* What this task involves
Reproduce verbatim the part of the data below that opens with the line containing "Pick out every instance of the green bush" and closes with the final line of the data, including both ends.

──────────

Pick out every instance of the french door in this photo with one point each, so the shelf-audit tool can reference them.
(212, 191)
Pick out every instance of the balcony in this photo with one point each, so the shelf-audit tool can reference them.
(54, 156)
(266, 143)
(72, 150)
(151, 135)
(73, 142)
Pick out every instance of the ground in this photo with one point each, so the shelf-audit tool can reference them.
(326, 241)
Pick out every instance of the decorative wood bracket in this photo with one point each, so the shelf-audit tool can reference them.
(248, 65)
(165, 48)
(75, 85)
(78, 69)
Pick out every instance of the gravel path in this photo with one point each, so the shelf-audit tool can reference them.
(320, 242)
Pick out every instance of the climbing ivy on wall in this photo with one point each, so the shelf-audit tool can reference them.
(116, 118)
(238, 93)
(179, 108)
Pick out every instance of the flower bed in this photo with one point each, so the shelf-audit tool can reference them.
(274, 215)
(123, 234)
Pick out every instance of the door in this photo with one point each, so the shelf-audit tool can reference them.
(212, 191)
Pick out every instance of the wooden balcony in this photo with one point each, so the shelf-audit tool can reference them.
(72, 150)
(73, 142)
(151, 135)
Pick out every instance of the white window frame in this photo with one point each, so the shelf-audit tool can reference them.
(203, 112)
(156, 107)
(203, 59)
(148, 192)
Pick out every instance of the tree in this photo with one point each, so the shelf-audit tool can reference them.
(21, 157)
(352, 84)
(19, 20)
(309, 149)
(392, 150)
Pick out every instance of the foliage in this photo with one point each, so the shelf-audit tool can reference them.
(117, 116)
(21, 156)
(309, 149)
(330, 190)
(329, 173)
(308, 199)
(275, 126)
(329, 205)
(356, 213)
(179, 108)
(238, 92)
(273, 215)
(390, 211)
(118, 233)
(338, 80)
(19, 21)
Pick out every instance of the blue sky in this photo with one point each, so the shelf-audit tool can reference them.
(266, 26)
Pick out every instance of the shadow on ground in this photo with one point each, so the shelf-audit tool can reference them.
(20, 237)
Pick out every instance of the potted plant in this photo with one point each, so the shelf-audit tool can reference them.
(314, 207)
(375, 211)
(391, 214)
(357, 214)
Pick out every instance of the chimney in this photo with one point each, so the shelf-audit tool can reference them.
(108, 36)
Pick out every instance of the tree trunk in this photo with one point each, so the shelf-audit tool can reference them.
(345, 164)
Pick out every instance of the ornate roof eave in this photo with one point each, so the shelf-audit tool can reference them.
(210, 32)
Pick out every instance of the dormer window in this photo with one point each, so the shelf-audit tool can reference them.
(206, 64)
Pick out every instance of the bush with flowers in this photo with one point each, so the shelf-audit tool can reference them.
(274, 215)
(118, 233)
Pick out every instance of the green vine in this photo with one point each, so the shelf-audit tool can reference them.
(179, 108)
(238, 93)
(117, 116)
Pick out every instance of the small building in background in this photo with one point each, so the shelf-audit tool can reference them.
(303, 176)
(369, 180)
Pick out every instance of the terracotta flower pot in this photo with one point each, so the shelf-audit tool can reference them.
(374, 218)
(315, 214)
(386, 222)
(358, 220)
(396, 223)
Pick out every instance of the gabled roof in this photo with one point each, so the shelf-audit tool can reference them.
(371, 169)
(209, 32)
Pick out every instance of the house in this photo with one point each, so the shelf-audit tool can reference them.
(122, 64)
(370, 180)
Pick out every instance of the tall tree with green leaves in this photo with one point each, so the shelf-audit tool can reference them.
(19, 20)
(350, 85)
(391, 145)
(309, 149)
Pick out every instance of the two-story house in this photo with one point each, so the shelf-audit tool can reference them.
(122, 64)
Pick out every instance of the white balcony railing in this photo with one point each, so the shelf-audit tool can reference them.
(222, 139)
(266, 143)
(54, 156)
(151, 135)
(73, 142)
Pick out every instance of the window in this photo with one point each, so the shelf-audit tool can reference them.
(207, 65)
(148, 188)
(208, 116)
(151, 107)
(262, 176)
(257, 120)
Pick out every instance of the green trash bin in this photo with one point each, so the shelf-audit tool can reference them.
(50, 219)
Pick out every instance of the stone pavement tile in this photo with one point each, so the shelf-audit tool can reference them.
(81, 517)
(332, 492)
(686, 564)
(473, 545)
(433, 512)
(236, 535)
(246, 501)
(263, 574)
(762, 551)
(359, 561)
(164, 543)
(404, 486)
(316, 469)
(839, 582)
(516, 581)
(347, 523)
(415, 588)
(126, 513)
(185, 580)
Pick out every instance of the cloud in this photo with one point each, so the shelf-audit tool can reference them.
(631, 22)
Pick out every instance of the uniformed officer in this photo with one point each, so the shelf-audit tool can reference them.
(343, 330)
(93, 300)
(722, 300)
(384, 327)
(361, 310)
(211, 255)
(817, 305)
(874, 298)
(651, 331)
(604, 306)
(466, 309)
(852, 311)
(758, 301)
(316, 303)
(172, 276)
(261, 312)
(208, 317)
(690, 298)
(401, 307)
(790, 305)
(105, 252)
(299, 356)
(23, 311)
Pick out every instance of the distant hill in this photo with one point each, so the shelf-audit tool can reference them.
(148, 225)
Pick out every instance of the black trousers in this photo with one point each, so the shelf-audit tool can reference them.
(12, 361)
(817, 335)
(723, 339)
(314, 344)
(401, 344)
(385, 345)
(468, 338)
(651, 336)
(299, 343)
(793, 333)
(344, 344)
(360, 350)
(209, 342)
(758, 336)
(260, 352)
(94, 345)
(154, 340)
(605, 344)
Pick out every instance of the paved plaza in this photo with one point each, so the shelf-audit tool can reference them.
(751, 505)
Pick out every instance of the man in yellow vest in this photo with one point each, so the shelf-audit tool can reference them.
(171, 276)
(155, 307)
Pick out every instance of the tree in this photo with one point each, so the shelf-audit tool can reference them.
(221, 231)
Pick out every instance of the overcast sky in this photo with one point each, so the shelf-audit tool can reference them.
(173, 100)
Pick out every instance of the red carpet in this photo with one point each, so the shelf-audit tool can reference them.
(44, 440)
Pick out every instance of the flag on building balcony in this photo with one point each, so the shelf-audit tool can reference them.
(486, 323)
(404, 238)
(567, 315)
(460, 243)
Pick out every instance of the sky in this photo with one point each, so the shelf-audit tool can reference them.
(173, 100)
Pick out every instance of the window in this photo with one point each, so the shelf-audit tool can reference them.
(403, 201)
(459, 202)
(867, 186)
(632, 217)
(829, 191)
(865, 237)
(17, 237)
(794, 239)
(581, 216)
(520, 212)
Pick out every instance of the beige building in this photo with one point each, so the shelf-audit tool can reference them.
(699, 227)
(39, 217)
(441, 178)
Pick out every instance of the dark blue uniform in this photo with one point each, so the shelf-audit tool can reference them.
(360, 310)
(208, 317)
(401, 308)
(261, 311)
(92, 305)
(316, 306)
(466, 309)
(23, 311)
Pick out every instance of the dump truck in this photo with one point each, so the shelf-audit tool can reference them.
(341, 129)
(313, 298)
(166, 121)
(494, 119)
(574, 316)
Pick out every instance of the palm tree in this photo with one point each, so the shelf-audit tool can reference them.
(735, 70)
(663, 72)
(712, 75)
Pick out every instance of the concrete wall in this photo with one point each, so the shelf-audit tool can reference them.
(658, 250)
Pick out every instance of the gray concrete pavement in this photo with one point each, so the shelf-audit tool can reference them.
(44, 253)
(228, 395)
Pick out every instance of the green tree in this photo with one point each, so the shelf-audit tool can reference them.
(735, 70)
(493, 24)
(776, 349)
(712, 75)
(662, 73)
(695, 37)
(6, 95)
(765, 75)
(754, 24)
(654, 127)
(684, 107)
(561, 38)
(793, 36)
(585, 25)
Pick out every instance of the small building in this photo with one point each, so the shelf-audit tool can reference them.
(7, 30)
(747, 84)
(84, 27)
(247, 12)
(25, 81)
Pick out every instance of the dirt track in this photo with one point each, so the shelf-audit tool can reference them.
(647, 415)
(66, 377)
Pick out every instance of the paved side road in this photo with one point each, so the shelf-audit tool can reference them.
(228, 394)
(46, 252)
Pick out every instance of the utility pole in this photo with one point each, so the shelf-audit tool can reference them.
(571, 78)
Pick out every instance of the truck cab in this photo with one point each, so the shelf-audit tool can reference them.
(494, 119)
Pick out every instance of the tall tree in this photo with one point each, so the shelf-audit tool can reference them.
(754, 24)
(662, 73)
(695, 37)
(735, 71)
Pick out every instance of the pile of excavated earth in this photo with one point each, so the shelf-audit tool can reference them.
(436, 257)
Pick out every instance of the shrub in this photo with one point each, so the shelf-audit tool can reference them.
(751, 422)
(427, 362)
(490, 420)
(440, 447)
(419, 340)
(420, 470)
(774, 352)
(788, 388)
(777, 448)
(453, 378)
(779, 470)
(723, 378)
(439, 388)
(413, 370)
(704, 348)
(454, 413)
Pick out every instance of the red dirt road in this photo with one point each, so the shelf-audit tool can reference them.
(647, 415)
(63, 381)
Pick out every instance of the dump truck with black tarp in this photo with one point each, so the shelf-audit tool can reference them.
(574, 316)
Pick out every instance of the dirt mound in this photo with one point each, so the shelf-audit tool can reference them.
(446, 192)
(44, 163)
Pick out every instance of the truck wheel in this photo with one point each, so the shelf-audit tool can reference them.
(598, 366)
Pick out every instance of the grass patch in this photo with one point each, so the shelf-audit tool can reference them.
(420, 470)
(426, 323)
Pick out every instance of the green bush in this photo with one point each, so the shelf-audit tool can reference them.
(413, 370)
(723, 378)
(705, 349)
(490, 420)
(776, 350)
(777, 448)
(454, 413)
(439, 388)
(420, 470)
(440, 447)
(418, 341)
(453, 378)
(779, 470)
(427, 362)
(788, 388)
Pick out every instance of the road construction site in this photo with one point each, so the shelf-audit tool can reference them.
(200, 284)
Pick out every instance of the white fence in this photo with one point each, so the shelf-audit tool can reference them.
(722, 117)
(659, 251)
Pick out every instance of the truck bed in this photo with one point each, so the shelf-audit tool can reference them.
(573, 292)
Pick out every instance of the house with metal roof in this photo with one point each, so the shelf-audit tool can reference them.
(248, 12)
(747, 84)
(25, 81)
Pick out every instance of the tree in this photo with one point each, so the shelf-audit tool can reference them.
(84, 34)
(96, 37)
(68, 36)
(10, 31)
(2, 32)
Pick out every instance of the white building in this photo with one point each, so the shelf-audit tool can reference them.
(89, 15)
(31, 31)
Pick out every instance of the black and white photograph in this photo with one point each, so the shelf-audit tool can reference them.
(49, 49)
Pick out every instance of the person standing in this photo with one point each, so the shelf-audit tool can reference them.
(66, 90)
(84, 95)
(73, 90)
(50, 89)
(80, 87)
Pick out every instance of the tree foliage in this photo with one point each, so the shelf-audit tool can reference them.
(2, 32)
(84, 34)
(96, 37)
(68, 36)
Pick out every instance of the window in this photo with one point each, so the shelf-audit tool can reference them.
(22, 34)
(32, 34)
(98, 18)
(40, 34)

──────────

* Answer to the task
Pick out every instance of the green bush in this photo with one point each, so the shelf-audit tool can reference them.
(413, 370)
(723, 378)
(705, 349)
(490, 420)
(776, 350)
(777, 448)
(454, 413)
(439, 388)
(420, 470)
(440, 447)
(418, 341)
(453, 378)
(779, 470)
(427, 362)
(788, 388)
Pick out every instance of the road construction site in this photo with one point each, so the shelf-audit tool can reference them.
(200, 284)
Pick out every instance of the white fence in this photo with one point each, so the shelf-audit tool can reference them.
(722, 117)
(659, 251)
Pick out every instance of the truck bed in this photo with one point each, so the shelf-audit tool can reference them.
(573, 292)
Pick out every instance of the house with metal roof in this photo with one point each, so the shelf-audit tool can reference them.
(248, 12)
(747, 84)
(25, 81)
Pick out every instance of the tree in this photo with one point each, so the shelf-audit tool can reference them.
(84, 34)
(96, 37)
(68, 36)
(10, 31)
(2, 32)
Pick out every instance of the white building in this photo with one point each, so the shelf-audit tool can reference them.
(89, 15)
(31, 31)
Pick out every instance of the black and white photograph in this photo with one point each, so the shelf-audit tool can reference them.
(49, 49)
Pick out every instance of the person standing in this photo with one point each, so the shelf-audit tool can reference them.
(66, 90)
(84, 95)
(73, 90)
(50, 89)
(80, 87)
Pick out every instance of the tree foliage in this photo with one point each, so the shelf-audit tool can reference them.
(2, 32)
(84, 34)
(96, 37)
(68, 36)
Pick out every instance of the window in this photo with one point each, so the shelf-audit tool can reference them.
(22, 34)
(32, 34)
(98, 18)
(40, 34)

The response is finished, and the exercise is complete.